§ Text extract
^^^^

# Spray gun filter stuck



## fingers12345 (Dec 11, 2012)

Wondering if anyone here has ever experienced a stuck filter in a spray gun and if so how did you resolve it. I have a Wagner GX-07 and the filter is stuck inside. I have tried needle nose pliers and even some WD40 and no luck. Any suggestions?


----------



## Repaintpro (Oct 2, 2012)

fingers12345 said:


> Wondering if anyone here has ever experienced a stuck filter in a spray gun and if so how did you resolve it. I have a Wagner GX-07 and the filter is stuck inside. I have tried needle nose pliers and even some WD40 and no luck. Any suggestions?



Try soaking the handle (I presume that's where the filter is) in whatever solvent is required for the paint that has been thru it overnight.


BTW, this is not going to work if it is the wrong filter jammed in there ;-)


----------



## wills fresh coat (Nov 17, 2011)

fingers12345 said:


> Wondering if anyone here has ever experienced a stuck filter in a spray gun and if so how did you resolve it. I have a Wagner GX-07 and the filter is stuck inside. I have tried needle nose pliers and even some WD40 and no luck. Any suggestions?


Let it soak in lacquer thinner over night


----------



## kmp (Jan 30, 2011)

What Will's said is what I would do also.


----------



## Oden (Feb 8, 2012)

I never once got a filter stuck IN the handle. That said you should be able to take the hose off of the gun and push it out with something from that side. A nail or a awl or just run a drill through it and make it break.


----------



## PeintureLavergne.com (Dec 17, 2011)

very hot water will soften the paint. I got mine dislodged doing that(boiling the handle) and twisting the filter with a long nose plier.


----------

^^^^

§ Raw records

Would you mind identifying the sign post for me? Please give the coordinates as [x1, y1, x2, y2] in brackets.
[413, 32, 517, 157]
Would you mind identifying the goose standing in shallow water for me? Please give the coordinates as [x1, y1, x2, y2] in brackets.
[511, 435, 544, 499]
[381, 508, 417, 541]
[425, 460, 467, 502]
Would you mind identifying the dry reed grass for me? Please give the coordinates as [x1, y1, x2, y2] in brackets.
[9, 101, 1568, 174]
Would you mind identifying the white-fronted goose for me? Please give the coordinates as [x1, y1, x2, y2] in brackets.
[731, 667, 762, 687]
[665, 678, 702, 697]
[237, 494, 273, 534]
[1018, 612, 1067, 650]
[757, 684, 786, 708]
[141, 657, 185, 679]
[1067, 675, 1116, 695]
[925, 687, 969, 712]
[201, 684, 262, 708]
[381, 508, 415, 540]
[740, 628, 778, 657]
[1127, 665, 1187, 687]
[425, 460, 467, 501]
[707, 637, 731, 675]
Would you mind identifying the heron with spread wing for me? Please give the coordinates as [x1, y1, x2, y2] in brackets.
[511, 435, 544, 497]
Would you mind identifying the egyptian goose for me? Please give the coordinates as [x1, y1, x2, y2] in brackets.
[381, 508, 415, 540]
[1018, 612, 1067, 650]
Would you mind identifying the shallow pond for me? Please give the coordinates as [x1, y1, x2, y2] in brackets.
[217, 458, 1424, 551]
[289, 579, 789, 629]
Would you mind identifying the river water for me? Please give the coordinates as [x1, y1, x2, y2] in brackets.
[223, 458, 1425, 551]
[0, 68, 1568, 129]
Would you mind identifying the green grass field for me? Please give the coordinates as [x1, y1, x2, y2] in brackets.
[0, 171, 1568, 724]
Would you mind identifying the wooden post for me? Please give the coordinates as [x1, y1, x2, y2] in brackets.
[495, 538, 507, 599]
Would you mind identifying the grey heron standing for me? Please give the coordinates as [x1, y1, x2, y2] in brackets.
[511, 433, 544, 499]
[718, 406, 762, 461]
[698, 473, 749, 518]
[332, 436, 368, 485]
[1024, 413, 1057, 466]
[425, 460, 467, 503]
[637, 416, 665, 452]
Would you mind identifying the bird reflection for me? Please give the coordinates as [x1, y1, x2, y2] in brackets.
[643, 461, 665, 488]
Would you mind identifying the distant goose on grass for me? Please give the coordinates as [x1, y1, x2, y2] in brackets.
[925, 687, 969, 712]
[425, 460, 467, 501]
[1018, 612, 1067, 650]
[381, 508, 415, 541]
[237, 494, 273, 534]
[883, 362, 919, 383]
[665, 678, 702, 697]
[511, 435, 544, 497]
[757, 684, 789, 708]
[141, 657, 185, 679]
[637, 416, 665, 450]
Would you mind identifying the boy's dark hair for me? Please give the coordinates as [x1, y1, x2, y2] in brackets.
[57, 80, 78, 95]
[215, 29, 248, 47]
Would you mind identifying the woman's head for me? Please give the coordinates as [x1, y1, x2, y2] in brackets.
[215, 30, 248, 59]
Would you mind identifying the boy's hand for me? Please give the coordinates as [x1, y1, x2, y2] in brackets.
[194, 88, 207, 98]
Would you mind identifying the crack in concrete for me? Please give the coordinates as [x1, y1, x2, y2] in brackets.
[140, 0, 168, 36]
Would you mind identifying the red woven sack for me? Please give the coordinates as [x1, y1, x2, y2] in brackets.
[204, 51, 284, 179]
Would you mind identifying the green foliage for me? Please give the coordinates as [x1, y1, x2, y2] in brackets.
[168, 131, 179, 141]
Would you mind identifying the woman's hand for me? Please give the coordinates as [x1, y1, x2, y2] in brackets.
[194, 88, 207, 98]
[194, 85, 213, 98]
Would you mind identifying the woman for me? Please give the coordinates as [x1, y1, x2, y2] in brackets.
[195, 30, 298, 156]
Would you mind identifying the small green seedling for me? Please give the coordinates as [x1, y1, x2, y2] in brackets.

^^^^

§ Exercise brief
Name every user who posted in the spray gun filter thread, listed in the order their posts appear.

§ Task result
fingers12345, Repaintpro, wills fresh coat, kmp, Oden, PeintureLavergne.com